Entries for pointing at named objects
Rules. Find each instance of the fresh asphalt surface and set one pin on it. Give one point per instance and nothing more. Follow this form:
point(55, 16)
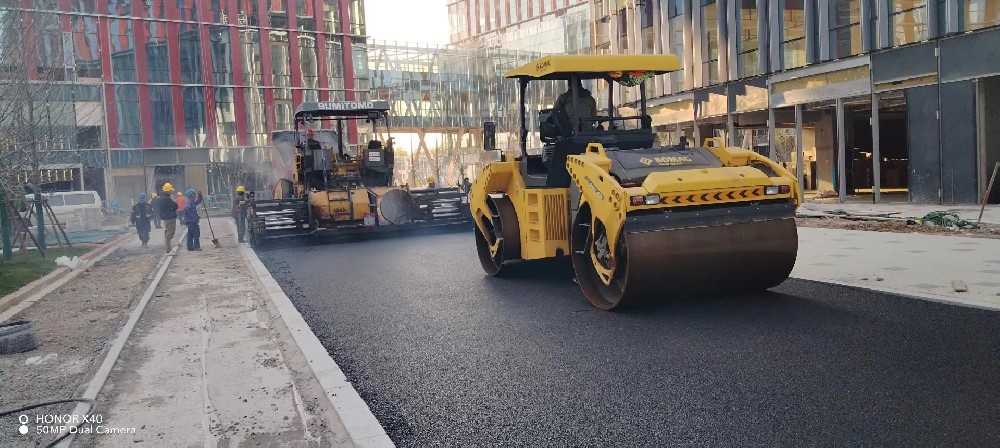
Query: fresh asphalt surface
point(445, 355)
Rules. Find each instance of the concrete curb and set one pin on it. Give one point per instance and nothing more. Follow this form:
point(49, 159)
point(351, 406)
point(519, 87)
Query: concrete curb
point(940, 298)
point(361, 425)
point(27, 295)
point(103, 372)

Directions for this task:
Copy the material above word for word, leaving out the pictures.

Output of the task:
Rules. Find each instance of the fresh asphalt surface and set one pin on it. Give one point per instance and nothing more. Follow this form:
point(55, 16)
Query: fresh asphalt surface
point(445, 355)
Rules. Find each instance of the concrete curb and set one pin on it. Give one point per instance and nothing more. Follow this form:
point(49, 159)
point(351, 406)
point(519, 87)
Query: concrete curb
point(940, 298)
point(361, 425)
point(27, 295)
point(103, 372)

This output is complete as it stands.